#### The data
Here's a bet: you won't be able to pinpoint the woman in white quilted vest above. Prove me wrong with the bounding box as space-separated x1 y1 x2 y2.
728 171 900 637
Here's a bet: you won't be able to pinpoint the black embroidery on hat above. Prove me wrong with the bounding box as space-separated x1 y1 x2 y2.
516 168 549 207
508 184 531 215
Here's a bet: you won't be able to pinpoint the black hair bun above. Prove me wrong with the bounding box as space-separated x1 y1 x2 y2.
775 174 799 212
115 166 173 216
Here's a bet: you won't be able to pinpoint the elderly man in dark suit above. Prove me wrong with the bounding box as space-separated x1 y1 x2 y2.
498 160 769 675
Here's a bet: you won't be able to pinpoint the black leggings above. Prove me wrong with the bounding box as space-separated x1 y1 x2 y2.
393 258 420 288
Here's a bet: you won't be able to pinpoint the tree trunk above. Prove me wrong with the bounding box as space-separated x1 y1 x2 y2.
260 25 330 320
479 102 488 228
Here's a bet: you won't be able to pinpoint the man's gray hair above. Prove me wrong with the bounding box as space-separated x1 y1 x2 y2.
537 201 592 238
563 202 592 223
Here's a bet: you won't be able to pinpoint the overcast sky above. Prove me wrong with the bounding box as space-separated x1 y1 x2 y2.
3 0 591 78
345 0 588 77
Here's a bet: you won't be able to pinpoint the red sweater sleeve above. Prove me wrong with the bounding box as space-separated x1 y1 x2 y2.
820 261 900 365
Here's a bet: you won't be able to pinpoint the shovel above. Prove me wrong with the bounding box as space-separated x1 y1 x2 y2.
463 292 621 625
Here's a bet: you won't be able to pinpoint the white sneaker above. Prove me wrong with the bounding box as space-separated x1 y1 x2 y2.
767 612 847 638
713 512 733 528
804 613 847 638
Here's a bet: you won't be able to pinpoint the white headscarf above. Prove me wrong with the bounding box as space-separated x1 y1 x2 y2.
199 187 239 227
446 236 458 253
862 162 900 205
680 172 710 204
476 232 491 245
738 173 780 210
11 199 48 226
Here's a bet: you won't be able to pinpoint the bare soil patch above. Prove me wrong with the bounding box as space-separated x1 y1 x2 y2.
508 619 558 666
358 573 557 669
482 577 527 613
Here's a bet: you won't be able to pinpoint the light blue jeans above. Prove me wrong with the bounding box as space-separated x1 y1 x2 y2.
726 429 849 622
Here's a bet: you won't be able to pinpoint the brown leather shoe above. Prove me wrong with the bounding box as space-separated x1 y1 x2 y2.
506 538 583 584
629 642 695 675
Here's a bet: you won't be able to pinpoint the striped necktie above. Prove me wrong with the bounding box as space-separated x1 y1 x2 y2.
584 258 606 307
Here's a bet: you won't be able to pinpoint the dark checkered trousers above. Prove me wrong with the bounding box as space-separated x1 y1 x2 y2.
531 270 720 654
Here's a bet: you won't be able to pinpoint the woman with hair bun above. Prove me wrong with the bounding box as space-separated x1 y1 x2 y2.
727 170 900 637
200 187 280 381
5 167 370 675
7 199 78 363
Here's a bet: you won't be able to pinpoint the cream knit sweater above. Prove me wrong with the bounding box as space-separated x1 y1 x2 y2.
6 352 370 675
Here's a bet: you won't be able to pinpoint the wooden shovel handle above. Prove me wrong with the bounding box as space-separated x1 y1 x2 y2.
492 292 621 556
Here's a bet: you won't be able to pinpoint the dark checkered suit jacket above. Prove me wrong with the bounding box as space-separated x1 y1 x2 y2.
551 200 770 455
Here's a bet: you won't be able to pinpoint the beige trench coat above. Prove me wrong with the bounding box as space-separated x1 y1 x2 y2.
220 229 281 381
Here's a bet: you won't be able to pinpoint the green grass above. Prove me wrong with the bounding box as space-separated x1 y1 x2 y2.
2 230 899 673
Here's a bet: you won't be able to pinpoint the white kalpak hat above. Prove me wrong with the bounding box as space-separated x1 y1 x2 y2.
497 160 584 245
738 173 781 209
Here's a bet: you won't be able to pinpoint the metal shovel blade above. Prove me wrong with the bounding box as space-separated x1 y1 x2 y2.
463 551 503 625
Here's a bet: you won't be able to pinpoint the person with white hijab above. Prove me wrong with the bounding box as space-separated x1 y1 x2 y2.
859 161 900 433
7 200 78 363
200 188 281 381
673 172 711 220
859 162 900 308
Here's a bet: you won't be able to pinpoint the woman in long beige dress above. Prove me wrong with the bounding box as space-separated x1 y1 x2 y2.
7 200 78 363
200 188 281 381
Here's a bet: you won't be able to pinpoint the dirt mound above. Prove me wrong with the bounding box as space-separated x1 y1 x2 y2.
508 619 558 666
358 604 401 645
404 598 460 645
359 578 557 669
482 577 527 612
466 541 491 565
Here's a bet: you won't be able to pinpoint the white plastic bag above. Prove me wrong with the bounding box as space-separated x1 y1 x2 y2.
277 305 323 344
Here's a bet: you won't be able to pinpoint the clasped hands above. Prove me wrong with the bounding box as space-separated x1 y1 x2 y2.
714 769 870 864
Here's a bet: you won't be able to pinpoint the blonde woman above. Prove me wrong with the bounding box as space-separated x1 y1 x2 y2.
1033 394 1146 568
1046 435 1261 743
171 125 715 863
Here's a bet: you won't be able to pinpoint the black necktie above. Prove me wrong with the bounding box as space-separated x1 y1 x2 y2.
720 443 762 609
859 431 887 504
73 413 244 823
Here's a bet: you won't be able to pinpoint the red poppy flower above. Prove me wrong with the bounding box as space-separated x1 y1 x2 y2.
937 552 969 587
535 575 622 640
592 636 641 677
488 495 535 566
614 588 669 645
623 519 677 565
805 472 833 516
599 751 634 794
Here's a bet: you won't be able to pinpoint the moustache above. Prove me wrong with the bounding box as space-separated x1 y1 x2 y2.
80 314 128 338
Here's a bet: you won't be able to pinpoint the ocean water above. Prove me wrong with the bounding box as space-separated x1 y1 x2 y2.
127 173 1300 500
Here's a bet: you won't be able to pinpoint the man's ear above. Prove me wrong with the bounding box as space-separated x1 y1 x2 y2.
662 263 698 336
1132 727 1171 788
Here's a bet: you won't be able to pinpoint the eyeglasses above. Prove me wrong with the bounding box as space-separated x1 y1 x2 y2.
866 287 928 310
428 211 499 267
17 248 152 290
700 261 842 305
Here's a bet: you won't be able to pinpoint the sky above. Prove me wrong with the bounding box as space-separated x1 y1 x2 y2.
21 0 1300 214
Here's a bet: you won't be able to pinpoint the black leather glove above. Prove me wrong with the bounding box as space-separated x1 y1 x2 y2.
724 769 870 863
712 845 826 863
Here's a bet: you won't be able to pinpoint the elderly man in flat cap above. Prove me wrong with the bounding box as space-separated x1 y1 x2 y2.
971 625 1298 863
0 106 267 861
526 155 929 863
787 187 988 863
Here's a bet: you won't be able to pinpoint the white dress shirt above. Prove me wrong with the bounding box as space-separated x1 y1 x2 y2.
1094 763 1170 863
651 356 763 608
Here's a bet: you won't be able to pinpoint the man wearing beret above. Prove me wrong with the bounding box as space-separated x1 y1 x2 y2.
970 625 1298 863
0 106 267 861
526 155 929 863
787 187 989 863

#### Problem to solve
Line by line, set down the material exactly as given.

#### Response to the exercise
Here's a bet: you won't be able to pinpoint the woman in white quilted vest above. Prove me wrong with the bounding box as space-separated x1 y1 x2 y2.
728 171 900 637
Here's a bet: you won't be able to pinpoint the black embroidery on hat above. Prove me wrong with the bounding box as space-separated x1 y1 x2 y2.
516 168 549 207
508 184 531 215
Here's a bet: you won't be able to pinpoint the black hair bun above. Prove me wrong with the bounding box as space-separated x1 y1 x2 y2.
775 174 799 212
115 166 173 216
Here's a bet: you won't be able to pinpoint the elderly man in dark suit above. Prove me wrong with the bounding box as space-separated x1 y1 x2 y2.
498 160 769 675
Here's a bet: you won't be able to pinpoint the black leggings above. Prove me wrong with the bounding box as space-separated x1 y1 x2 y2.
393 258 420 288
Here's a bet: you won't be able to pinpoint the tree trunk above. Prove me wrong with the bounding box as space-separated x1 y1 x2 y2.
260 25 330 320
479 102 488 228
Here's a bet: you won't be able to pinpoint the man's gray hair above. Prove me wrong with the bounding box as space-separated x1 y1 x2 y2.
537 201 592 238
563 202 592 223
Here's a bet: you won't be able to pinpoint the overcast sky above. Prove me wrong with the bounding box as space-separated x1 y1 x2 y2.
3 0 591 78
345 0 588 77
Here's a bet: you won't be able to pinpoint the red sweater sleeve above. Prove me wrong with the bounding box as space-separated x1 y1 x2 y2.
820 261 900 365
Here's a bet: you won't be able to pinpoint the shovel above. Prove me wrong with the bounding box as space-separated x1 y1 x2 y2.
463 292 621 625
Here's a bet: you won't be able to pinpoint the white sneaker above. Prove me wrong with the bounding box as space-separated x1 y1 x2 y2.
767 612 847 638
713 512 733 528
804 613 847 638
Here's a bet: you won't be able to pinpoint the white headscarf above. Prove me wrong with the bounding box as space-separated x1 y1 x2 y2.
199 187 239 227
446 236 458 253
862 162 900 205
680 172 710 204
476 232 491 245
738 173 780 210
11 199 48 226
Here's a bet: you won't be able to pinpoint the bare soil patch above. Prove me wrong with the bounding box as space-separated x1 y1 x2 y2.
508 619 558 666
358 573 557 669
482 577 527 613
Here's a bet: you won't be able to pinpoint the light blue jeans above. Prove me wrong with the bounding box as space-separated x1 y1 x2 y2.
726 429 849 622
Here's a bet: you won't be able to pinpoint the brown leather shoe above. Prove me wrong with the bounding box as space-separated x1 y1 x2 y2.
506 538 583 584
629 642 695 675
Here's a bet: you won't be able to pinpoint the striped necktie above. Prove me wrong with the bounding box as space-separated x1 y1 x2 y2.
584 258 606 307
Here's a bet: you won't be able to pinpoint the dark checkered trousers above. Prove me wrong with the bounding box as space-separated x1 y1 x2 y2.
531 270 720 654
Here's a bet: you won't be able to pinpoint the woman with hair bun above. Prove me wrong with the bounding box as space-separated x1 y1 x2 y2.
727 170 900 637
200 187 280 381
5 167 370 675
7 199 78 363
Here's a bet: you won't be able to pinpoint the cream knit sweater above. Prove me wrong with the bounding box as space-separated x1 y1 x2 y2.
6 352 370 675
Here's a bet: you won't be able to pinpoint the wooden shovel handle above. Prove me wrong with the bounding box as space-separated x1 y1 x2 y2.
492 292 621 556
Here's a bet: you won't be able to pinpoint the dark checkered suit jacket above. Prove me wrong with the bounding box as space-separated x1 y1 x2 y2.
551 200 770 455
Here's a bet: you won't be able to pinpoint the beige trench coat above. Prove me wrong with the bounding box as space-separated x1 y1 x2 y2.
220 229 281 381
Here's a bet: you won't be able to pinpoint the green grass above. Prove me wrong with the bounding box as space-separated x1 y1 x2 y2.
2 230 899 673
Here's a bet: you won't be able to pinpoint the white kalpak hat above. Prove me wrong with the bounding box as space-separated x1 y1 x2 y2.
497 160 584 245
738 173 781 209
Here's a bet: you won't be able to pinpoint the metal shovel blade above. Prove me wrong with the bounding box as space-separated x1 y1 x2 y2.
463 551 503 625
Here's a bet: you won't be able to pinpoint the person with white hijab above. Prove me wrong with the bounding box as space-separated x1 y1 x2 y2.
859 161 900 433
7 200 78 363
200 188 281 381
673 172 711 220
859 162 900 308
Here's a bet: you won't be able to pinpoint the woman in long beige dress above. Prove me wrong with the bounding box as space-separated x1 y1 x2 y2.
7 200 78 363
200 188 281 381
Here's a bet: you won't be able to pinpoint the dirt mound above. Prove me wrong with the bounding box as space-separated x1 y1 x2 y2.
508 619 558 666
358 604 401 645
404 598 460 645
359 578 557 669
482 577 527 612
466 541 491 565
Here's a bet: you won't be able to pinpoint the white plastic bag above. Prove me wrong with the bounding box as space-separated x1 y1 x2 y2.
277 305 323 344
Here's a bet: you won't be able to pinpoint the clasped hands above. Prove me wrong with the bounding box as space-separated x1 y1 x2 y2.
714 769 870 864
Here's a bet: you won't be able to pinpoint the blonde woman above. Prove me wrong with the bounding box as space-separated x1 y1 x2 y2.
1033 394 1146 568
1046 435 1261 743
171 125 715 863
Here's a bet: you won't be able to pinpoint the black necktie above. Prove me wrong with the bounding box as space-separated x1 y1 x2 y2.
720 443 762 609
859 431 887 504
73 413 244 823
Here's a bet: you won't be able to pinpoint the red poppy flower above. Prove me wrong with the bounding box as space-separated x1 y1 x2 y2.
937 552 969 587
535 575 622 640
592 636 641 677
488 495 535 566
614 588 669 645
623 519 677 565
805 472 833 516
599 751 634 794
Here's a bet: you won't be able to pinpoint the moustache above. Prove me wrong with the bounding box as space-separated x1 y1 x2 y2.
80 314 128 338
Here's a bet: you won't be able to pinpoint the ocean water above. Prove me wrong with the bounding box as space-separated x1 y1 x2 y2.
127 173 1300 500
Here's a bet: you won't be able to pinpoint the man's ear above. Prove me wrong with the bounding box as space-separated x1 y1 x2 y2.
662 263 698 336
1132 727 1171 788
Here's a bet: you won't be able to pinpoint the eyeglasses above. Prove me wrong with the bounding box as space-separated x1 y1 x2 y2.
866 287 928 310
428 211 499 267
17 248 152 290
700 261 842 305
Here's a bet: you won't be able to pinpoint the sky above. Prove me wrong with the bounding box as space-separated x1 y1 x2 y2.
21 0 1300 214
Here's a bet: you won't be able to pinpoint the black leather glove above. Prove me wrong with the bounding box as space-separated x1 y1 x2 y2.
724 769 870 863
712 845 826 863
Here's a bet: you won't be able to pinpoint the elderly man in flat cap above. Prove me wrong with the bounding box as space-separated x1 y1 x2 y2.
971 625 1298 863
0 106 267 861
526 155 929 863
787 187 988 863
Here's a bet: you won't be able to pinpoint the white dress shirt above. Prove me wrong with the bounding box as space-separated x1 y1 x2 y2.
1094 763 1170 863
651 356 763 608
Here's a bet: you won't be able to pinpoint the man wearing beret above. Prove me wrong with the bounding box as space-separated x1 y1 x2 y2.
970 625 1298 863
0 106 267 861
526 155 929 863
787 187 989 863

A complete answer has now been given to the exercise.